EXTRACT »
- - - - -

In summary, our simulation results show that FD and EGO, can accurately identify the set of true influential genes when the simulated expression coincides with the appropriate model assumptions. In addition, the EGO model can also recover the true gene set when the simulated expression conforms to the FD model.

3.2 Robustness to noise in the network

Since to identify genes of interest our model relies on the network connectivity, here we inspect the stability of our performance with respect to the noise in the network. To do so, we have examined scenarios with 0, 1, 10, 25 and 50% of missing edges and added edges (independently). Each network perturbation was performed by removing (or adding) edges uniformly at random. We have found that our list is robust to small perturbations in the network, at least up to 1% of either addition or deletion of edges. At 10% of noise, the median performance drops from 0.9 to 0.75 AUPR for removed edges and to 0.5 for randomly added edges. This confirms our hypothesis that the methodology is much more sensitive to the addition of false edges rather than to missing true ones (at random). The results for the full range of noise levels are shown on Figure 3.

(A) AUPR score (y-axis) for EGO method corresponding to recovering the original gene list in the presence of noise (missing edges) in the network. The amount of perturbation is indicated in percent on the x-axis. (B) AUPR of recovering the original gene list in the presence of false positive (added) edges. The edges are added or deleted uniformly at random.
Fig. 3.

- - - - -

(Dataset items)
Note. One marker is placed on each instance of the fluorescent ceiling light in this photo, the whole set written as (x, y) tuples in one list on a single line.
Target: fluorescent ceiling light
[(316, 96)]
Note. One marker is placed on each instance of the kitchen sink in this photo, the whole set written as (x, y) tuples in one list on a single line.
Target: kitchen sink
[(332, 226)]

- - - - -

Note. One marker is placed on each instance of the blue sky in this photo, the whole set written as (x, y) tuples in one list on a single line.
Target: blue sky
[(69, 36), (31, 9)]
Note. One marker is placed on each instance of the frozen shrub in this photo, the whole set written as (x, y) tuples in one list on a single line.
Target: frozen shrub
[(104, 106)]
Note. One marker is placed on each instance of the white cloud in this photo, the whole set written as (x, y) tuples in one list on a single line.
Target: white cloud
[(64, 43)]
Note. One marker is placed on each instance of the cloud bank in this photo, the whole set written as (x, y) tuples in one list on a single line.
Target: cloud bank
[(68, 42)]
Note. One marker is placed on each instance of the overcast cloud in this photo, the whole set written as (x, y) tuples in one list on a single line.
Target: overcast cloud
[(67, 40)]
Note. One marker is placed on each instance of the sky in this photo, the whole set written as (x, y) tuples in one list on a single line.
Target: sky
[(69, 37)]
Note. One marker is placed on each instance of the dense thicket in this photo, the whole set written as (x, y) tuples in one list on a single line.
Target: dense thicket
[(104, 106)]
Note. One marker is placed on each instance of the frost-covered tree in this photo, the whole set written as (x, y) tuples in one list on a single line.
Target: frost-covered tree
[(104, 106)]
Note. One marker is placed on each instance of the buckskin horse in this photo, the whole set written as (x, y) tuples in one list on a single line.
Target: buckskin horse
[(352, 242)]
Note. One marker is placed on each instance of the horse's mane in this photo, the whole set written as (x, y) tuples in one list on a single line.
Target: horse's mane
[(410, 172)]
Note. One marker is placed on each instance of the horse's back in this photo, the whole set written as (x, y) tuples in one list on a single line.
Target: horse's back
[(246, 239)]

- - - - -

PROBLEM DESCRIPTION » In the network robustness text, repeat everything from "In summary, our" down to "the FD model." word for word.

RESULT OF THE TASK »
In summary, our simulation results show that FD and EGO, can accurately identify the set of true influential genes when the simulated expression coincides with the appropriate model assumptions. In addition, the EGO model can also recover the true gene set when the simulated expression conforms to the FD model.